#### Source passage
Chemistry with real life implications: now, that’s dope

Headline-grabbing crack-downs on drug abuse in sports industries, discovering new chemical compounds, developing malaria medications and potential medical methods for prenatal diagnoses.

This is the life of ANU Associate Professor Malcolm McLeod, whose most recent work involved creating new chemical methods for detecting doping, leading to a clean-up in the greyhound industry of steroid abuse.

For years, dopers may have been avoiding prosecution because there was no way of proving that animals were being drugged.

The issue was that the drugs weren’t coming out of the animals looking like they went in, due to the body changing the compounds.

“When you give a steroid to a horse, dog or human, usually you don’t see that in the urine sample,” Associate Professor McLeod explains. “You have to detect the downstream product of that, which is called a metabolite.”

Associate Professor McLeod and his team equipped the anti-doping community with tools to take action, by figuring out how to synthesise chemical ‘reference materials’.

Reference materials are basically synthetic versions of what these metabolites would look like at the tail-end (pun intended) of subjects.

And it all started as a hobby.

“We were involved with the Australian Racing Forensic Laboratory in Sydney that worked in horse and greyhound testing. We had a couple of little projects with them where we were helping to make a few things, but didn’t treat it very seriously.”

It wasn’t until he moved to ANU, Associate Professor McLeod explains, that he decided to focus on improved drug-testing methods.

This passion for work he describes as “rewarding and actually quite fun”, took him to a distinguished laboratory at the Institut Hospital del Mar d'Investigacions Mèdiques, Spain, where he uncovered a new family of metabolites called steroidal bis(sulfates).

Previously off the radar for many industry leaders, Associate Professor McLeod not only proved their existence but also created a new methods to make and analyse these compounds.

These sophisticated new steroid-testing methods and tools are even being investigated on the other side of the world, in relation to prenatal diagnoses in the Children’s Hospital Oakland Research Institute, California.

With their innovative testing tools, Associate Professor McLeod and his collaborators have been able to identify chemical compounds in maternal urine samples which may indicate a problem with steroid metabolism even before a baby is born.

“If a baby has problems with steroid metabolism there are really profound developmental effects. An earlier diagnosis could theoretically lead to some sort of treatments even before birth.”

While these early findings are yet to be translated into diagnostic testing or treatment, Associate Professor McLeod is hopeful that the field of medical science will consider adopting some of their ground-breaking methodology.

One thing is for certain, though: following the example of Associate Professor McLeod, chemistry is a career that can change lives.

#### Information shown
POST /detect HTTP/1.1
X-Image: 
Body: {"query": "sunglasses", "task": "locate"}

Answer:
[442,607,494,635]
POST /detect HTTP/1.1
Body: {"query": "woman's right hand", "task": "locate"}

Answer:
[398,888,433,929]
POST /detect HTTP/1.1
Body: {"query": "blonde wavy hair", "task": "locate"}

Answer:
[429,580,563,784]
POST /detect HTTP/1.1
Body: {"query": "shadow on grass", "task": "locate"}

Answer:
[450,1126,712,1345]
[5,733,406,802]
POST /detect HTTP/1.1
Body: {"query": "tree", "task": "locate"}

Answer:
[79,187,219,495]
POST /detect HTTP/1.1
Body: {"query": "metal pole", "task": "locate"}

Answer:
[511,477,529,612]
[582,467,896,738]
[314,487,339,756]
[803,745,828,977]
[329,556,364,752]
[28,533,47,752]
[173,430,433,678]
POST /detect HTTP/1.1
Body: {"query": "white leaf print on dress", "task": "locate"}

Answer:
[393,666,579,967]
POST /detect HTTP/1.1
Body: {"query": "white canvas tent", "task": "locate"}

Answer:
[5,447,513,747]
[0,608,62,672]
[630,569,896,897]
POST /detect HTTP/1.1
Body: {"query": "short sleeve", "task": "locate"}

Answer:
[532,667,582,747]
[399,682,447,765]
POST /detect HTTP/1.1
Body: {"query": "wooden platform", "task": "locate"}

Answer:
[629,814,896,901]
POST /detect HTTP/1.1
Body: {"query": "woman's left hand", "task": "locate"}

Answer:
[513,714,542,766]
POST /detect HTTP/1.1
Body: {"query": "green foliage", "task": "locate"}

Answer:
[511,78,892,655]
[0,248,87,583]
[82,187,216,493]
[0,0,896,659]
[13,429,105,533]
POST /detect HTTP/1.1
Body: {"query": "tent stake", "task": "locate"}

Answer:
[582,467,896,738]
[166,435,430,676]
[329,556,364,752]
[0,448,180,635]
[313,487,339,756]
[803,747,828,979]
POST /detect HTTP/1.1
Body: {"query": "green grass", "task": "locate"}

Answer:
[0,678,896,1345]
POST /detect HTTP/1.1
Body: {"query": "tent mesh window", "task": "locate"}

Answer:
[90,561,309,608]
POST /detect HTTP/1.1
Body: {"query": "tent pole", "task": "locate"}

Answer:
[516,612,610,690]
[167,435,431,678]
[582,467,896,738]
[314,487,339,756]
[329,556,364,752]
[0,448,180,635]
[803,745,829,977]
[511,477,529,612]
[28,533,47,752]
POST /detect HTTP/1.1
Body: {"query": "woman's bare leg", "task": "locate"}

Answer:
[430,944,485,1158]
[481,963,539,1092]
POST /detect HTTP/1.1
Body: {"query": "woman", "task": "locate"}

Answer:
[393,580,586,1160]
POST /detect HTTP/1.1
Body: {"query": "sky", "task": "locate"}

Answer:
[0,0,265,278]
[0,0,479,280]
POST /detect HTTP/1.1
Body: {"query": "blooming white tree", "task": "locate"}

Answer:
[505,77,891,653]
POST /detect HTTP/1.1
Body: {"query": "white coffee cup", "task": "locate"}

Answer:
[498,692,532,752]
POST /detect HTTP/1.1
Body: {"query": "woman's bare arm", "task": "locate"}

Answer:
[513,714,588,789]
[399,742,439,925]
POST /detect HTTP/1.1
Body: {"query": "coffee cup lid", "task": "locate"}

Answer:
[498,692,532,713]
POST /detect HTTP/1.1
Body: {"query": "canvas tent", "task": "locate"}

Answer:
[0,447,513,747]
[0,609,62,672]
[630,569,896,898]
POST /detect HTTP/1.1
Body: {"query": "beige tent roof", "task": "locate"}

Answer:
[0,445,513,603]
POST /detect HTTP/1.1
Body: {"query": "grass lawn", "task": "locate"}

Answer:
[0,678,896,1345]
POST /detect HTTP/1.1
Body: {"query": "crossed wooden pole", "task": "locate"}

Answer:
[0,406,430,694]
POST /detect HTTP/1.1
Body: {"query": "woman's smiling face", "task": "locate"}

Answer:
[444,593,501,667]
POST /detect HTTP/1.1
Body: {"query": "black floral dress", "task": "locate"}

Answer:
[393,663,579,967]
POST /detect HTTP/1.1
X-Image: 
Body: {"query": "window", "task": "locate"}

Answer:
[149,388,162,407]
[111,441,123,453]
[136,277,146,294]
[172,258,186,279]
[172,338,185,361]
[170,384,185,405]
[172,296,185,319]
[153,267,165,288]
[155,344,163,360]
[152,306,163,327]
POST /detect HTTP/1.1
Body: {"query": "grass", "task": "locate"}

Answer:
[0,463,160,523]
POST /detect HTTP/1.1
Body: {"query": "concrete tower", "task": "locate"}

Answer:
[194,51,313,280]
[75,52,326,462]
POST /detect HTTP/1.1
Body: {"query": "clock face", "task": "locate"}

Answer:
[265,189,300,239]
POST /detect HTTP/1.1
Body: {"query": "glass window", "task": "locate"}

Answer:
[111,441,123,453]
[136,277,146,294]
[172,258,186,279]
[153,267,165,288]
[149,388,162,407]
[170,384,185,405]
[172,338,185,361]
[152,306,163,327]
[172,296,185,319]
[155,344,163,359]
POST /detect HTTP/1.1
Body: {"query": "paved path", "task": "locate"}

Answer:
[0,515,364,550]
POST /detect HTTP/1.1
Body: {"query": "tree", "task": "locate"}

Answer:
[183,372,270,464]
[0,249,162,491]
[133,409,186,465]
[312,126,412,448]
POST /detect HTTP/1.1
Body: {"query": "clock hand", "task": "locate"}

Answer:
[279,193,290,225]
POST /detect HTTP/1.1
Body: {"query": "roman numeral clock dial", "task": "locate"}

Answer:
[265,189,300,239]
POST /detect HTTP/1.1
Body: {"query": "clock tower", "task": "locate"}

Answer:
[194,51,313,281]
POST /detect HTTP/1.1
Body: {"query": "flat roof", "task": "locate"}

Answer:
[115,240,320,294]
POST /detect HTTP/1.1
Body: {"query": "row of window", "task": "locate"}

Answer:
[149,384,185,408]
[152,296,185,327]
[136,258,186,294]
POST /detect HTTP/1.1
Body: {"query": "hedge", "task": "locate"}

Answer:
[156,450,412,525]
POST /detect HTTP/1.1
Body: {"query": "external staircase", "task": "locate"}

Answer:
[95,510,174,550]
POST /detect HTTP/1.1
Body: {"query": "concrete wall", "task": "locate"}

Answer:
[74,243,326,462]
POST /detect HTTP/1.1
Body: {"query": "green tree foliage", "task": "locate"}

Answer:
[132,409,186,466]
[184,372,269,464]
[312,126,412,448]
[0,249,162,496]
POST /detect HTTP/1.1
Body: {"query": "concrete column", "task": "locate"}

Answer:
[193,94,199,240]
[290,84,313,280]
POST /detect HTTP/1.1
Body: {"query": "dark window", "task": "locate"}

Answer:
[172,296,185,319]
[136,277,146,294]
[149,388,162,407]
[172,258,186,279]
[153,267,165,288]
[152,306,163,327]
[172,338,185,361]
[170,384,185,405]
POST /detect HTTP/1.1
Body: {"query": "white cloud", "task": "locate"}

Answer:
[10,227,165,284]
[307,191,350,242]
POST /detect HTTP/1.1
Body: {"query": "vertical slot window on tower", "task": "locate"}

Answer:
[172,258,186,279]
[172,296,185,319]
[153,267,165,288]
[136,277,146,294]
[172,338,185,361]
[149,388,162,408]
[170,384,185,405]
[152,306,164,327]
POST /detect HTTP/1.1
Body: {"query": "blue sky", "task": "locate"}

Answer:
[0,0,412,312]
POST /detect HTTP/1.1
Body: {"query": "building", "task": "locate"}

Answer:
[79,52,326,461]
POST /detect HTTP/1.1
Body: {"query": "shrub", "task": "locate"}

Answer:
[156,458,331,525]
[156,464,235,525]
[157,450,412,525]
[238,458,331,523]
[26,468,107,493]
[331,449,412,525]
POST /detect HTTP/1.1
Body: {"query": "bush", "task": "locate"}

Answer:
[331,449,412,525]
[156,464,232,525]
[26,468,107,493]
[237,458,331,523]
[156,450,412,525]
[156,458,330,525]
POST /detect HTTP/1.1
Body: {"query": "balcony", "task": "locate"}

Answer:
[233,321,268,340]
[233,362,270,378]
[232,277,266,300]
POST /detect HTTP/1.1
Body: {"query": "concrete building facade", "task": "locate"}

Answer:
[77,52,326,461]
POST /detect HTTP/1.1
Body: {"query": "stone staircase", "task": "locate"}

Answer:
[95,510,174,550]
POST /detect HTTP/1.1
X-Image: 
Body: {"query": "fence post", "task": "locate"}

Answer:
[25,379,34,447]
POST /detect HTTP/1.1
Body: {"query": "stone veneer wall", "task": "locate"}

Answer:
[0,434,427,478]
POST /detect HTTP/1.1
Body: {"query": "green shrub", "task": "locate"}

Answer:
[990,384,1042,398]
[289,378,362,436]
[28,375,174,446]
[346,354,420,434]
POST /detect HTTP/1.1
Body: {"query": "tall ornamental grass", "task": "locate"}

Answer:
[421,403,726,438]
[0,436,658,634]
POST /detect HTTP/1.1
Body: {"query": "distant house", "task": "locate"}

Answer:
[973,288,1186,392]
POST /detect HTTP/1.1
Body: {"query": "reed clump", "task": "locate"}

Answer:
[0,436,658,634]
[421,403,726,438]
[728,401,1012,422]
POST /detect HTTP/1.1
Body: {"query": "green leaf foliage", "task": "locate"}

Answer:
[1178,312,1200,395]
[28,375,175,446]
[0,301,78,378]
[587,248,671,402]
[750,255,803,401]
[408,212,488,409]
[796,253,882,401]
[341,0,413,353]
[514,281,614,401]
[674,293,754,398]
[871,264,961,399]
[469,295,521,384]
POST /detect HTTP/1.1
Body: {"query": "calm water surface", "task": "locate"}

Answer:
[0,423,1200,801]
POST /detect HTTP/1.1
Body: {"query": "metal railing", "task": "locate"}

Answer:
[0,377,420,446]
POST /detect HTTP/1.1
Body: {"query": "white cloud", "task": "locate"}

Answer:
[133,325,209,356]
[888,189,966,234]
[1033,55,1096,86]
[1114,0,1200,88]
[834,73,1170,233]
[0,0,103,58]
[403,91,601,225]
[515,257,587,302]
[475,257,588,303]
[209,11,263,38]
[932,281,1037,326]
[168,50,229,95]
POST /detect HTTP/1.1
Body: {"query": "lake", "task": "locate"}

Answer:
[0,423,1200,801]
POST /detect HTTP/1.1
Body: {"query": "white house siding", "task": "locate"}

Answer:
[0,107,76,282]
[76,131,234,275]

#### Task to carry out
According to the doping-detection article, what new family of metabolites did Associate Professor McLeod uncover at the laboratory in Spain? The items have no connection to the doping-detection article.

#### Response to the exercise
Steroidal bis(sulfates).